Provided text —
--*--

Constitutional Example 3

Still another constitutional example is shown in FIG. 5. A semiconductor device has a substrate 10, a GaN epitaxial growth layer 12 arranged on the substrate 10, a aluminum gallium nitride layer (Al_xGa_1-xN) (0.1≦x≦1) 18 arranged on the GaN epitaxial growth layer 12, a source electrode 20 and a drain electrode 22 arranged on the aluminum gallium nitride layer (Al_xGa_1-xN) (0.1≦x≦1) 18, and a gate electrode 24 arranged on a recessed portion 23 of the aluminum gallium nitride layer (Al_xGa_1-xN) (0.1≦x≦1) 18. The 2DEG layer 16 is formed at the interface between the GaN epitaxial growth layer 12 and the aluminum gallium nitride layer (Al_xGa_1-xN) (0.1≦x≦1) 18. The semiconductor device shown in FIG. 5 corresponds to the HEMT which has a recess gate structure.

Manufacturing Method

Hereinafter, with reference to FIG. 6, an example of the manufacturing method of the semiconductor device concerning the first embodiment of the invention is explained in detail.
(a) TMG (trimethyl gallium) and ammonia gas are passed on the SiC substrate 10 to form the GaN epitaxial growth layer 12 which is the nitride based compound semiconductor layer of a thickness of about 1 micrometer, for example, by epitaxial growth method.

--*--

Supplied information —
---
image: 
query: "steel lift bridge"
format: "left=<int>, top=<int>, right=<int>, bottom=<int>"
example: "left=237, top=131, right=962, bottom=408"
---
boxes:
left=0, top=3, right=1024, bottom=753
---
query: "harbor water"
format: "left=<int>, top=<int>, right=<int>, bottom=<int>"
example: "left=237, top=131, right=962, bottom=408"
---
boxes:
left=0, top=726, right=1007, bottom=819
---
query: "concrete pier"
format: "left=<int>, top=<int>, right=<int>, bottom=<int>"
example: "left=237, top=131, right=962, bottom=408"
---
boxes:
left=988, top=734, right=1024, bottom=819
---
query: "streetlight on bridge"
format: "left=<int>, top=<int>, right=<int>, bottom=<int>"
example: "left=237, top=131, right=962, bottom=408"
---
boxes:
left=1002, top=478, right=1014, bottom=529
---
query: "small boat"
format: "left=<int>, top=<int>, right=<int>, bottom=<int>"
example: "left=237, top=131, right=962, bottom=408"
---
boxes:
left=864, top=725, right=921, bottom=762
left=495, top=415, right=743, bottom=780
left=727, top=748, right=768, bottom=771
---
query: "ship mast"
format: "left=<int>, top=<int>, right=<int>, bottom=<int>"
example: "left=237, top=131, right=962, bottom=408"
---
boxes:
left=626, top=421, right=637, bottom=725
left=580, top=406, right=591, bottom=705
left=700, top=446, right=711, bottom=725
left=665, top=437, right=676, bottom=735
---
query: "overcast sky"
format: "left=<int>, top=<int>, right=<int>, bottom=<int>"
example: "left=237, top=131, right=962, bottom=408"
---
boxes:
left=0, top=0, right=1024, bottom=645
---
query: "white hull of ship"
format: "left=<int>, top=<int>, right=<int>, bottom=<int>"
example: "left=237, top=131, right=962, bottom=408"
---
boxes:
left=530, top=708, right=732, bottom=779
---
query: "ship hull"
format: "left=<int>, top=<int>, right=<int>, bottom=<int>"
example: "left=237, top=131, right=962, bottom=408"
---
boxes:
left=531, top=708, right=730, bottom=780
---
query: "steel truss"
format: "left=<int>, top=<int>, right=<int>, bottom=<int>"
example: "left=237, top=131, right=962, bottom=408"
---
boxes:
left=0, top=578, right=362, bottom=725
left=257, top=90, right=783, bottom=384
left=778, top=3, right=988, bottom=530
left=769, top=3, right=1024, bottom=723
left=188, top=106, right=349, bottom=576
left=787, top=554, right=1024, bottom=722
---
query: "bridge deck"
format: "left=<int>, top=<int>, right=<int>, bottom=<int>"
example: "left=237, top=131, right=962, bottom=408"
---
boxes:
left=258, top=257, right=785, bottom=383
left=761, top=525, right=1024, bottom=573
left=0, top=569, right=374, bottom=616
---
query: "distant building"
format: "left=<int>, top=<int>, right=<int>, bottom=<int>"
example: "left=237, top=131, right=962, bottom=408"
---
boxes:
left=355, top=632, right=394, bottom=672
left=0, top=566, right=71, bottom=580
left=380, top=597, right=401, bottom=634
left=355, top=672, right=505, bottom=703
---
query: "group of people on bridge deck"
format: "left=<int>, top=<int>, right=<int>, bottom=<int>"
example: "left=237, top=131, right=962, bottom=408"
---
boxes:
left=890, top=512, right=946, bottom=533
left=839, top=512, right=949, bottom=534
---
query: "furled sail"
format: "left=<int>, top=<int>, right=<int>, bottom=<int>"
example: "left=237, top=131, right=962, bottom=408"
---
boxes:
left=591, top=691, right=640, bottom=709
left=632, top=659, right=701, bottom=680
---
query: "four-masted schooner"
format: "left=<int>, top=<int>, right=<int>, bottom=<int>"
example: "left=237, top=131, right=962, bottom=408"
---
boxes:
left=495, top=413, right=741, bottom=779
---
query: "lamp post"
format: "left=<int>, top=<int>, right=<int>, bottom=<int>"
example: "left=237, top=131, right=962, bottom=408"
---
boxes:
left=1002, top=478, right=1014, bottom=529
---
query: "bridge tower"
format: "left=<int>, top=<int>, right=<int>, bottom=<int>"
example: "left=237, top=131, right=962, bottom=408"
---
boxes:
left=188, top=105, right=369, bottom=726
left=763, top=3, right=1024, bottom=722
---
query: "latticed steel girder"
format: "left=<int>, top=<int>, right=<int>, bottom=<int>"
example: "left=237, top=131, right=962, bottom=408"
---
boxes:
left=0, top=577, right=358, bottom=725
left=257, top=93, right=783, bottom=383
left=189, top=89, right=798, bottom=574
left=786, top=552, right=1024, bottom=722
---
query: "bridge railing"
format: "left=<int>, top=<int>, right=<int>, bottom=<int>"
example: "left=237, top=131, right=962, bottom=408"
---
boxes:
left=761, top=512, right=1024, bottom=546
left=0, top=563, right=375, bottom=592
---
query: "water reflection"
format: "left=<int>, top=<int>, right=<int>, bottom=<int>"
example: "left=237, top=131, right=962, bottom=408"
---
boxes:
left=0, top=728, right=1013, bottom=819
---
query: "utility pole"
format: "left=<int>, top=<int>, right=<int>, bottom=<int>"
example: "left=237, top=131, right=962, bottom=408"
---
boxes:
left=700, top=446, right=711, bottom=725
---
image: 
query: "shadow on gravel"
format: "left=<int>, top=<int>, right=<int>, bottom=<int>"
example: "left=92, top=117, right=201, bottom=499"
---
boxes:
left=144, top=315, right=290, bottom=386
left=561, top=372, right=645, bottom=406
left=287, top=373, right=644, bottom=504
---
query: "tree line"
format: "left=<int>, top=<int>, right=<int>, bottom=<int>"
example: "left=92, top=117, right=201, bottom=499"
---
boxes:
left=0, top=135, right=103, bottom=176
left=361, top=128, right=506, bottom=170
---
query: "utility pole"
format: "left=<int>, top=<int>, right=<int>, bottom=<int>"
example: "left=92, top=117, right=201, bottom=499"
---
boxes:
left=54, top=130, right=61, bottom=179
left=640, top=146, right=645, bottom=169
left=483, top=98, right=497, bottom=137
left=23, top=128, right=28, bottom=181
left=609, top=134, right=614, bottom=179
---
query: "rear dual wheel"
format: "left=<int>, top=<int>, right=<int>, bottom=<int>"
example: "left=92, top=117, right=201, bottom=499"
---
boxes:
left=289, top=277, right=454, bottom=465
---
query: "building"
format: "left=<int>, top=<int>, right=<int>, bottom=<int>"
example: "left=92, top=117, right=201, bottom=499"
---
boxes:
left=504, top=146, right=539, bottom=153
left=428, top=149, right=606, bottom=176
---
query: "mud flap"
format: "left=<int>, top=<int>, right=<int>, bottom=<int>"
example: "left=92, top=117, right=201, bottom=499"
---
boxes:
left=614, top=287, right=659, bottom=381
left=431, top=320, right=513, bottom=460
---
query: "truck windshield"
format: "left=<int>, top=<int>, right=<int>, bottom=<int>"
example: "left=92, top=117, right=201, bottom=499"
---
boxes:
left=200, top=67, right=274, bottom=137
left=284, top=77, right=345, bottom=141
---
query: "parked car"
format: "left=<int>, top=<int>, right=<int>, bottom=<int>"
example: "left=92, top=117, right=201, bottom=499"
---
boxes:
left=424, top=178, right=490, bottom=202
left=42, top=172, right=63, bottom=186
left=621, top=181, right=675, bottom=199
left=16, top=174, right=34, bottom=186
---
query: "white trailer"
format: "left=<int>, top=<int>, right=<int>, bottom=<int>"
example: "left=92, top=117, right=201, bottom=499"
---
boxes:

--*--

What to work on —
1. Reproduce verbatim the portion of the semiconductor device passage from "Still another constitutional" to "recess gate structure.".
2. List every electrode named in the semiconductor device passage, together with its reference numeral.
3. Carry the semiconductor device passage forward from its final sentence.

Outputs —
1.
Still another constitutional example is shown in FIG. 5. A semiconductor device has a substrate 10, a GaN epitaxial growth layer 12 arranged on the substrate 10, a aluminum gallium nitride layer (Al_xGa_1-xN) (0.1≦x≦1) 18 arranged on the GaN epitaxial growth layer 12, a source electrode 20 and a drain electrode 22 arranged on the aluminum gallium nitride layer (Al_xGa_1-xN) (0.1≦x≦1) 18, and a gate electrode 24 arranged on a recessed portion 23 of the aluminum gallium nitride layer (Al_xGa_1-xN) (0.1≦x≦1) 18. The 2DEG layer 16 is formed at the interface between the GaN epitaxial growth layer 12 and the aluminum gallium nitride layer (Al_xGa_1-xN) (0.1≦x≦1) 18. The semiconductor device shown in FIG. 5 corresponds to the HEMT which has a recess gate structure.

2.
Source electrode 20
Drain electrode 22
Gate electrode 24

3.
(b) Next, TMAl (trimethyl aluminum) and ammonia gas are passed to form the aluminum gallium nitride layer (Al_xGa_1-xN) (0.1≦x≦1) 18 of about 30% of Al composition ratio, for example, and of a thickness of about 20 nm-100 nm, for example, on the GaN epitaxial growth layer 12 by the epitaxial growth method. Thereby, the 2DEG16 is formed. Further, unnecessary portions of the aluminum gallium nitride layer 18 and the GaN epitaxial growth layer 12 are removed by a well-known etching method so that the region used as the active region AA may remain.
(c) Next, Ti/Al/Ti/Pt/Au are vapor-deposited in order on the GaN epitaxial growth layer 12 and the aluminum gallium nitride layer 18. This metal laminated film is etched by a well-known etching method so that the source electrode 20 and the drain electrode 22 which have a plurality of fingers respectively, may be formed on the active region AA. The source terminal electrodes SE1-SE4 which are connected to the source electrode 20 and bundle a plurality of fingers of the source electrode 20 and the drain terminal electrode DE which is connected to the drain electrode 22 and bundles a plurality of fingers of the drain electrode 22, are formed on the GaN epitaxial growth layer 12 in the direction which the source electrode 20 and the drain electrode 22 extend in this etching. The source electrode 20 and the aluminum gallium nitride layer 18 form the ohmic contact, and the drain electrode 22 and the aluminum gallium nitride layer 18 form the ohmic contact.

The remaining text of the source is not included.